Segment Start: Document text
Drugmaker Pfizer revealed its oral COVID-19 antiviral clinical candidate PF-07321332 on Tuesday at the American Chemical Society Spring 2021 meeting. The compound, which is currently in Phase 1 clinical trials, is the first orally administered compound in the clinic that targets the main protease (also called the 3CL protease) of SARS-CoV-2, the virus that causes COVID-19. By inhibiting the main protease, PF-07321332 prevents the virus from cleaving long protein chains into the parts it needs to reproduce itself. Dafydd Owen, director of medicinal chemistry at Pfizer, presented the compound in a symposium of the Division of Medicinal Chemistry.
Last year, Pfizer reported PF-07304814, a different small molecule inhibitor of SARS-CoV-2’s main protease. The work to develop that compound began during the 2002-2003 outbreak of SARS-CoV, severe acute respiratory syndrome. But that molecule can only be given intravenously, which limits its use to hospital settings.
Segment End: Document text
Segment Start: Dataset extract
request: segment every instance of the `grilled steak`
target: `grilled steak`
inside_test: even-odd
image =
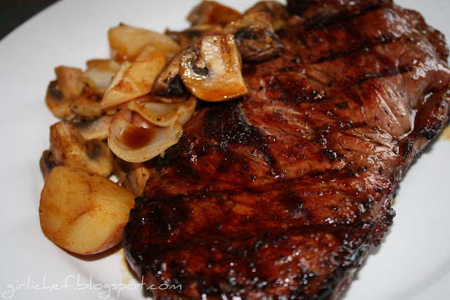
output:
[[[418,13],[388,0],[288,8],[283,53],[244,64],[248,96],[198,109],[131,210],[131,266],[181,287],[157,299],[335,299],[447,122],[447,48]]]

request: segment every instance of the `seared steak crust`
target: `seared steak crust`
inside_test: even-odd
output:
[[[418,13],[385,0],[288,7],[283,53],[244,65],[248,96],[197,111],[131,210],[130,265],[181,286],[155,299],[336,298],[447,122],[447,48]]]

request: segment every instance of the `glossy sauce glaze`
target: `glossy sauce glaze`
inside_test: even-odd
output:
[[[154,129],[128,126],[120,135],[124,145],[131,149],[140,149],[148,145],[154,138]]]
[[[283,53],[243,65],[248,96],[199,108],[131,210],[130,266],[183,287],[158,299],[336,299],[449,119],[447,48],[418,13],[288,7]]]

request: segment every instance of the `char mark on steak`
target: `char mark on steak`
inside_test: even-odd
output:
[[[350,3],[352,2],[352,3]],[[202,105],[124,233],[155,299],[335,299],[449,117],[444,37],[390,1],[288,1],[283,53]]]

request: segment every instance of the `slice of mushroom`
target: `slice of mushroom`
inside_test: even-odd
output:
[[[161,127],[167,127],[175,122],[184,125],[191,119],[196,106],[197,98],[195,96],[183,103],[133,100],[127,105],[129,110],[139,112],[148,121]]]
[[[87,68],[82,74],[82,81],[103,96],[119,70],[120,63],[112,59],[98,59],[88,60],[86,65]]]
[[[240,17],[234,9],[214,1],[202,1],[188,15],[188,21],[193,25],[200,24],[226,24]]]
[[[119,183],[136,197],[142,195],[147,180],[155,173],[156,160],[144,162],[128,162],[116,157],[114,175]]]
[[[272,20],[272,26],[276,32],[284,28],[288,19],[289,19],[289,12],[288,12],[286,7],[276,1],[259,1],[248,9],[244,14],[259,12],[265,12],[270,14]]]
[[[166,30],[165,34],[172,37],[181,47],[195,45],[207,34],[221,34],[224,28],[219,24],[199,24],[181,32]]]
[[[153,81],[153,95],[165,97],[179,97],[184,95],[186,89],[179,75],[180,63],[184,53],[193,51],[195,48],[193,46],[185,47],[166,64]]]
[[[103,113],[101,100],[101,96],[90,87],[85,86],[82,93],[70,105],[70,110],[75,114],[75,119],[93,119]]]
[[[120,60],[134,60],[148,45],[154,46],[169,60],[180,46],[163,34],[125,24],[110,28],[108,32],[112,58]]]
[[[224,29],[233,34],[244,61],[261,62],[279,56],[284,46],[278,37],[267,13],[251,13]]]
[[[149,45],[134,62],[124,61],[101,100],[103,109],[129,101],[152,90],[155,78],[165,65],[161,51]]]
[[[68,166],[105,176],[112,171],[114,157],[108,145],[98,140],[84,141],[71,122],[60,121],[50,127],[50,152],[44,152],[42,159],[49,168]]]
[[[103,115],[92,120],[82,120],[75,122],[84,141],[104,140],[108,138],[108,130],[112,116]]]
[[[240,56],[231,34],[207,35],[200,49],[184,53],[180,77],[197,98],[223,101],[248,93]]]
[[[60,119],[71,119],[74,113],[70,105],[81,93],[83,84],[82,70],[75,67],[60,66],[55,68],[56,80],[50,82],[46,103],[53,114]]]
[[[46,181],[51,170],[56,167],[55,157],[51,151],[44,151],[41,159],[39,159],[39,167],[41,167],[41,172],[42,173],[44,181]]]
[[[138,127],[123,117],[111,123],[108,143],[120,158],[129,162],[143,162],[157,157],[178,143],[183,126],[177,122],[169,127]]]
Segment End: Dataset extract
--- Activity ---
From the article on Pfizer's oral COVID-19 antiviral above, write out word for word the part that opens with the words "Drugmaker Pfizer revealed" and closes with "of Medicinal Chemistry.".

--- Result ---
Drugmaker Pfizer revealed its oral COVID-19 antiviral clinical candidate PF-07321332 on Tuesday at the American Chemical Society Spring 2021 meeting. The compound, which is currently in Phase 1 clinical trials, is the first orally administered compound in the clinic that targets the main protease (also called the 3CL protease) of SARS-CoV-2, the virus that causes COVID-19. By inhibiting the main protease, PF-07321332 prevents the virus from cleaving long protein chains into the parts it needs to reproduce itself. Dafydd Owen, director of medicinal chemistry at Pfizer, presented the compound in a symposium of the Division of Medicinal Chemistry.